Dove cresce la biodiversità, la città vive

di Elena Granata

La varietà è alla base della resilienza sia in natura che nelle città. Sistemi omogenei, come le monoculture, sono fragili e più esposti al collasso. Anche l’ambiente urbano, concepito come neo-ecosistema, trae forza dalla diversità biologica, sociale e culturale. La storia del verde urbano dimostra come gli spazi siano il risultato di continui scambi e adattamenti. Favorire eterogeneità e connessioni ecologiche è fondamentale per garantire equilibrio, evoluzione e sostenibilità.

Siamo naturalmente attratti dall’ordine, dalle geometrie, dall’armonia delle forme. Non a caso abbiamo inventato il giardino all’italiana: un esercizio di stile e di raffinata capacità di piegare la natura all’estetica. Al contrario, tendiamo a diffidare del disordine, della varietà, dell’incolto.

RIGHE FORNITE:

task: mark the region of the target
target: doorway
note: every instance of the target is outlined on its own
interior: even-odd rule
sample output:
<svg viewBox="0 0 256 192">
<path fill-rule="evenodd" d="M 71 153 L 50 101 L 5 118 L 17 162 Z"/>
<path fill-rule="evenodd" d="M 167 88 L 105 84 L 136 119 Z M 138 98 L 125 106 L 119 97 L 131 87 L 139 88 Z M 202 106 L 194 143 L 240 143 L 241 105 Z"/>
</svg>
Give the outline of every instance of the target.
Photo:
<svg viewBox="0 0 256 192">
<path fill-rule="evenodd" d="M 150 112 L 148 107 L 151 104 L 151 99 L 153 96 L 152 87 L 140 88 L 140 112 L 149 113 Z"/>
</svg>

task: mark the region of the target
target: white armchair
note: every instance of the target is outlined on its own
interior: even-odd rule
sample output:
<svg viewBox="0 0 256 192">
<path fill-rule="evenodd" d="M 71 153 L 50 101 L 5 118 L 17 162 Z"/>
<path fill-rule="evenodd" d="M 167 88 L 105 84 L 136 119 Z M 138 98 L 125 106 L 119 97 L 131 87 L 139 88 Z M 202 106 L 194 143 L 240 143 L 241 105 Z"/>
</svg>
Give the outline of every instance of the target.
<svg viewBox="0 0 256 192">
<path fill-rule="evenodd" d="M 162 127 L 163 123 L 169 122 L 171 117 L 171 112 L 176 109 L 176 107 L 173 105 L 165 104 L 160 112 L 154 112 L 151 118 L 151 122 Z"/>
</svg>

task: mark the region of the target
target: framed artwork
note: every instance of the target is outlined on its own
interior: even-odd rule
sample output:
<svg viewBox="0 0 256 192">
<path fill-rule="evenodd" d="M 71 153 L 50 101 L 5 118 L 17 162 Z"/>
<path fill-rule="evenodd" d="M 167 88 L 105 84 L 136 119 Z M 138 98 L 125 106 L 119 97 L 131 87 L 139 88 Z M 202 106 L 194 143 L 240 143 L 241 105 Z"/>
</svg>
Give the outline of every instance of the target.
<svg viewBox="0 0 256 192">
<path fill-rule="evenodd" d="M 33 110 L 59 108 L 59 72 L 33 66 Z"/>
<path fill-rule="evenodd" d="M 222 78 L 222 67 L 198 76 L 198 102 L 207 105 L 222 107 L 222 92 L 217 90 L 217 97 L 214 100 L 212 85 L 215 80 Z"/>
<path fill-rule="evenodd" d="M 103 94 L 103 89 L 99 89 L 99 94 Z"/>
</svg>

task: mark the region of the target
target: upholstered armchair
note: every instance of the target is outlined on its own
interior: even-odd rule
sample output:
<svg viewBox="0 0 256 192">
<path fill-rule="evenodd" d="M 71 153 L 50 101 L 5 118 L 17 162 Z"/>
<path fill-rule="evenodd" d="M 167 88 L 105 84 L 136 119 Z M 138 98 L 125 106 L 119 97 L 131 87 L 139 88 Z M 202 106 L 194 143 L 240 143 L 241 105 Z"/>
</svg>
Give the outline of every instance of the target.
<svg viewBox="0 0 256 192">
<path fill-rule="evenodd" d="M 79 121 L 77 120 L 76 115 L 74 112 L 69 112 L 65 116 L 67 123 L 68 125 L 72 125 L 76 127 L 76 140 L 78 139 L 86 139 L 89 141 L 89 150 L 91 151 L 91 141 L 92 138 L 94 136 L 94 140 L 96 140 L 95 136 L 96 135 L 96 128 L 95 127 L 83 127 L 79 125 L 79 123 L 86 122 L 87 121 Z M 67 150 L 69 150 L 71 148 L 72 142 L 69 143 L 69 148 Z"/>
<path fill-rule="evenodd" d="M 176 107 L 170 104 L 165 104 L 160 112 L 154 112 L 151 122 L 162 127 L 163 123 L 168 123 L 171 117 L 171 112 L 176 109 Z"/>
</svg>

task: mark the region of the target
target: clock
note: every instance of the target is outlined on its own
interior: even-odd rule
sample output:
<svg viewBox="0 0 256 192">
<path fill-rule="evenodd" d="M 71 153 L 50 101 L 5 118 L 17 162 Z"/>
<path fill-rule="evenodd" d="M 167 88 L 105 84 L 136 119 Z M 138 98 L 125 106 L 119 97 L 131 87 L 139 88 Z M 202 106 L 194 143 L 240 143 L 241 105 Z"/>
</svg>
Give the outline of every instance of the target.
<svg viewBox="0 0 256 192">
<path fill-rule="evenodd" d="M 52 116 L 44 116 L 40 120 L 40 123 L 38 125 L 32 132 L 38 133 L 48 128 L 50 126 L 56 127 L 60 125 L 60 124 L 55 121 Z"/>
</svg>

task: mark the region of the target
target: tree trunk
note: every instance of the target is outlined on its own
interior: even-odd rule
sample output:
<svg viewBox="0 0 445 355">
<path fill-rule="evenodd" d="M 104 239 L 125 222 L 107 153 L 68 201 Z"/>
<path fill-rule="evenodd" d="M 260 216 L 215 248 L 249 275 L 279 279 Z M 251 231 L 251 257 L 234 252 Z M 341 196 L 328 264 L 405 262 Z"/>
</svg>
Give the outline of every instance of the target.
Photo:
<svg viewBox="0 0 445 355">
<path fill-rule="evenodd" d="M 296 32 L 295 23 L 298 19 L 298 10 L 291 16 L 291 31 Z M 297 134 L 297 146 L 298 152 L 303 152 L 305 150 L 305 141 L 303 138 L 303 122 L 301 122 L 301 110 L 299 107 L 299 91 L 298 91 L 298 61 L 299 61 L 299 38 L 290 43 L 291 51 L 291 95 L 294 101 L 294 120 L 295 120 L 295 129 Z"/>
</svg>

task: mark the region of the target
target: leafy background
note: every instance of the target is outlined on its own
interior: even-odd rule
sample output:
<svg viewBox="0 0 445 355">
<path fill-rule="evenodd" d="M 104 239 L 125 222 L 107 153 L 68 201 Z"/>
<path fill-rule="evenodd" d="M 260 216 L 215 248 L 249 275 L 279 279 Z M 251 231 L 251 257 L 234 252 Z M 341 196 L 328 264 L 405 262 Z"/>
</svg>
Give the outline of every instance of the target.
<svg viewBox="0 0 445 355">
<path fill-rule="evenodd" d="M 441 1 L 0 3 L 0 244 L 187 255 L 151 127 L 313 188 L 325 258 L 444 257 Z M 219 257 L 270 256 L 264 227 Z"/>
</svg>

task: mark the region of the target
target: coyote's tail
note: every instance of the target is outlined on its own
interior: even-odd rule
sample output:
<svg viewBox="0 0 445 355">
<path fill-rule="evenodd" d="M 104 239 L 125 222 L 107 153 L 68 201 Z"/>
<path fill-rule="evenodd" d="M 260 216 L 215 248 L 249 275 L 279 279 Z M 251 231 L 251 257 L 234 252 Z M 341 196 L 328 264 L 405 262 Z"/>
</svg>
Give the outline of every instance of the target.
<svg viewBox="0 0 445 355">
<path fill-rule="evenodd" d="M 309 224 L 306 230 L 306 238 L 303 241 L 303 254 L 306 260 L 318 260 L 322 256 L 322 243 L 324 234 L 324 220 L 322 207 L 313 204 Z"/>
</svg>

CONSEGNE:
- 1) Rispondi alle domande seguenti sul brano sulla biodiversità urbana.
(a) Che cosa è alla base della resilienza sia in natura che nelle città?
(b) Quale esempio di sistema omogeneo viene citato?
(c) Quale tipo di giardino abbiamo inventato?
- 2) Copia dal brano sulla biodiversità urbana il tratto compreso tra "di Elena Granata" e "della varietà, dell’incolto.", estremi inclusi.

SOLUZIONI:
- 1)
(a) La varietà.
(b) Le monoculture.
(c) Il giardino all'italiana.

- 2)
di Elena Granata

La varietà è alla base della resilienza sia in natura che nelle città. Sistemi omogenei, come le monoculture, sono fragili e più esposti al collasso. Anche l’ambiente urbano, concepito come neo-ecosistema, trae forza dalla diversità biologica, sociale e culturale. La storia del verde urbano dimostra come gli spazi siano il risultato di continui scambi e adattamenti. Favorire eterogeneità e connessioni ecologiche è fondamentale per garantire equilibrio, evoluzione e sostenibilità.

Siamo naturalmente attratti dall’ordine, dalle geometrie, dall’armonia delle forme. Non a caso abbiamo inventato il giardino all’italiana: un esercizio di stile e di raffinata capacità di piegare la natura all’estetica. Al contrario, tendiamo a diffidare del disordine, della varietà, dell’incolto.